Resume the book review about Shining and her Thralls below, writing on from its final sentence.

:: Document passage

Standing in their way are rival bike gangs, corrupt police, sex slavers, and random other criminals. Whatever else happens—Shining isn’t going to allow those slavers to hang on to their captives (and likely won’t let them hang on to their lives, either). She needs to avoid the police, strike careful deals with the gangs, and survive the rest—all the while she’s noticing changes in her cats and expands the control Shining’s won enhancements have on those closest to her.

It’s really hard to explain without pretty much recapping everything in the first book.

Shining’s Thralls and Allies

This time through the book, Cupcake, Jagger, Mateo, and Jolene—Shining’s Thralls—grabbed my attention to various degrees more than they had before. Don’t get me wrong, this is Shining’s story and she’s a character that’s worth dissecting.

But what Hunter has done with these secondary characters is really interesting. Cupcake, for example, changes a lot over the course of these pages—due to what’s required of her as well as what happens to her. There’s a lot to Cupcake that’s been latent, but she’s never had a reason/opportunity to express. Now she’s been given that opportunity…I can’t wait to see what Cupcake gets up to in the next installment.

::::
:: Extracted entries

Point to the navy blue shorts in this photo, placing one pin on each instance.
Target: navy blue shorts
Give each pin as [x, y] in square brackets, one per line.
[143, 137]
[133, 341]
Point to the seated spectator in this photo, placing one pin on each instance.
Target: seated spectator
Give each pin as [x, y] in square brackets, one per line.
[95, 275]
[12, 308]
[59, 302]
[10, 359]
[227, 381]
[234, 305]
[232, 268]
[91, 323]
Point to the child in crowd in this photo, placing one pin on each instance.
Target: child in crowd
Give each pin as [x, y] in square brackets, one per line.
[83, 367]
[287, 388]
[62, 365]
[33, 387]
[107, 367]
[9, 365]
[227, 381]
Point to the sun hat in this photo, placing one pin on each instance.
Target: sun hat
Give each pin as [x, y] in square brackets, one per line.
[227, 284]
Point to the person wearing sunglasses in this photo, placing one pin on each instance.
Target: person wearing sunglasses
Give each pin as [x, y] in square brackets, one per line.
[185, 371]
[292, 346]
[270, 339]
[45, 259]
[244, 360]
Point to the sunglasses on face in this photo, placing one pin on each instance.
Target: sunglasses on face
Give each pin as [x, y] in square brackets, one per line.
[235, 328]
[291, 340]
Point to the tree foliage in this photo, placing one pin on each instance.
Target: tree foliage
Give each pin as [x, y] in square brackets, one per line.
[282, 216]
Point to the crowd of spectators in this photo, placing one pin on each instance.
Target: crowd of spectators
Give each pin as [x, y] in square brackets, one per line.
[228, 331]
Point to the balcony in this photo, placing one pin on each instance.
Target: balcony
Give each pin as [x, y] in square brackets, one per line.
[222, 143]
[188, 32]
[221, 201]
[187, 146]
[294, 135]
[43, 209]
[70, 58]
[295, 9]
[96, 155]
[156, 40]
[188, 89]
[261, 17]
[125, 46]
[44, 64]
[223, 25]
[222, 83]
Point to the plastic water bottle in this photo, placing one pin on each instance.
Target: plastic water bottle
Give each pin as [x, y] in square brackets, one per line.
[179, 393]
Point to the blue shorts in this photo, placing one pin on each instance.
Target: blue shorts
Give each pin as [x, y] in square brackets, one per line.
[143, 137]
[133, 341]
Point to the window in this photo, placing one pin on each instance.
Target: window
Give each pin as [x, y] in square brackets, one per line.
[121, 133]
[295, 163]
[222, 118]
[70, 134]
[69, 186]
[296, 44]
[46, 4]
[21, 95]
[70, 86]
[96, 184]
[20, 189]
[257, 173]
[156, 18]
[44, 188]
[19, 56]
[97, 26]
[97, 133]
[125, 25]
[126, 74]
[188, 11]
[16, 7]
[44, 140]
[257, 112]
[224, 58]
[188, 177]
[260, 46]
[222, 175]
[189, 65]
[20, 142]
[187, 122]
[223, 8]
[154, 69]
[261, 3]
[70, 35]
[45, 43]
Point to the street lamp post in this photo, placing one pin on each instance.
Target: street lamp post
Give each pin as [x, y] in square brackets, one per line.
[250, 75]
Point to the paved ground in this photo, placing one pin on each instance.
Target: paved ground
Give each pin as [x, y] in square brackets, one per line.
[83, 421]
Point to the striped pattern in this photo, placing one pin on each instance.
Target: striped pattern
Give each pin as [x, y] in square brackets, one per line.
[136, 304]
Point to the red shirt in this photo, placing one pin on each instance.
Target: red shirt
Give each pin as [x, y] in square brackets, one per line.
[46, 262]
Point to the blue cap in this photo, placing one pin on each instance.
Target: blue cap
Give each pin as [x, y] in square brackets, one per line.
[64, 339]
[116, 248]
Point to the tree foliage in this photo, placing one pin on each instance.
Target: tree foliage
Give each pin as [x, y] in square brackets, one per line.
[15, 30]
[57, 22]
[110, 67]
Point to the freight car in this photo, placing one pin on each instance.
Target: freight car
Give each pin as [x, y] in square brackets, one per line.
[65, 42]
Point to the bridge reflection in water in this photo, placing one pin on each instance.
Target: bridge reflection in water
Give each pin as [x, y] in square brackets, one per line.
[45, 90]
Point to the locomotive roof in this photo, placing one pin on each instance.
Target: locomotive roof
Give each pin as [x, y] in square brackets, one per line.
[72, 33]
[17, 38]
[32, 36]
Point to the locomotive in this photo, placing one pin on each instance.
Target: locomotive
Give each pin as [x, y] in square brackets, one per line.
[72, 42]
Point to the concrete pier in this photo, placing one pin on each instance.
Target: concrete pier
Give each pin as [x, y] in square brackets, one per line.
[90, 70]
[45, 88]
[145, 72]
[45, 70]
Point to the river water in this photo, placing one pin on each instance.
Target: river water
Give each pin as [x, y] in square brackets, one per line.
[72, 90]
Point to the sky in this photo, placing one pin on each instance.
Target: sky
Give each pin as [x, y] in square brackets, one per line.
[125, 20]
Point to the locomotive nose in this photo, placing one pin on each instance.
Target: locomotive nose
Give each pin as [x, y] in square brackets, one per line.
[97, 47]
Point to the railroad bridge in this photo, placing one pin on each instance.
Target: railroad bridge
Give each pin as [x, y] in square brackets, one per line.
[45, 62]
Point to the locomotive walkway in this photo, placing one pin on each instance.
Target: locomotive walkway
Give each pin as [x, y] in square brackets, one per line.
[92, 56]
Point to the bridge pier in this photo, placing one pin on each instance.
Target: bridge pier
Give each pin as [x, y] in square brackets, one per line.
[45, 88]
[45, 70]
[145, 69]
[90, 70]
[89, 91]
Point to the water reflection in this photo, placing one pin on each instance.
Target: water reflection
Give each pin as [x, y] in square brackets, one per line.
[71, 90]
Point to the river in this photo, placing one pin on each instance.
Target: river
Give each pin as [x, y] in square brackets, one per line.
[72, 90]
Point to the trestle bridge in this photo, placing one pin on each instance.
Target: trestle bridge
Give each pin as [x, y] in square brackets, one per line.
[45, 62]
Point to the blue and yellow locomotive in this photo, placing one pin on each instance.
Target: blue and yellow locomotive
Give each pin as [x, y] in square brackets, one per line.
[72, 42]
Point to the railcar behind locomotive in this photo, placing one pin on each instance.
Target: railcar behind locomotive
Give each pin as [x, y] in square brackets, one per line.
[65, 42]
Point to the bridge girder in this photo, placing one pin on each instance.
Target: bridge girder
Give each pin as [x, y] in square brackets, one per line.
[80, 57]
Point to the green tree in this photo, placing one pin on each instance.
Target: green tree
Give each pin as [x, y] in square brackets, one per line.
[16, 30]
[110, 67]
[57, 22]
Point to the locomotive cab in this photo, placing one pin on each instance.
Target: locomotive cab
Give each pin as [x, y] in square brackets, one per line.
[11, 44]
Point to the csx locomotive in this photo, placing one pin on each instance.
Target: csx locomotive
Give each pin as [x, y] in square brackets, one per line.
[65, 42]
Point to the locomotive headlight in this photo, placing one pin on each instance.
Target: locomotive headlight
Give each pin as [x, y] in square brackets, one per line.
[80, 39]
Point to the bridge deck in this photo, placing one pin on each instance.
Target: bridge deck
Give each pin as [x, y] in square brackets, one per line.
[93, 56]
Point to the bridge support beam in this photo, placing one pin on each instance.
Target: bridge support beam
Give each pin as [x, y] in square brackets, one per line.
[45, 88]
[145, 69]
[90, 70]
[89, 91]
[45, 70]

::::

■ Answer to this exercise ■
The rest of the thralls all end up doing things that Shining doesn’t expect (this is hard to get into while staying away from spoilers). The way this works out both in the closing pages of this book and in the next is likely going to make or break this series.

Getting back to Shining—one thing that Hunter’s protagonists tend to share is that they’re coming to greater understandings of their abilities (and developing them) in each book. This applies just as much to her post-apocalyptic SF hero as it does to her Urban Fantasy protagonists. It’s just about her nanobots instead of magic.

A Different Experience

This isn’t evaluative, I just figured it deserved a mention. While I’ve frequently moved from reading a book to re-reading it via audiobook, I’ve never moved from audio to text before, so this was an interesting experience just for that. For one thing, I finally learned how to spell “Berger chip.”

I did think that I related to the text, story, and characters differently when reading as opposed to listening—although part of that is due to the fact that this was my second exposure to Junkyard Bargain. It’s like getting to read the screenplay/script for a movie/play that you’re familiar with. I did find that most of the characters “sounded” a lot like Khristine Hvam as I read the dialogue.

I’m definitely still going to listen to the third Shining Smith book when it’s released on audio, but I’m also going to be making sure I get the ebook later (which I didn’t do for Junkyard Cats…yet).

So, what did I think about Junkyard Bargain?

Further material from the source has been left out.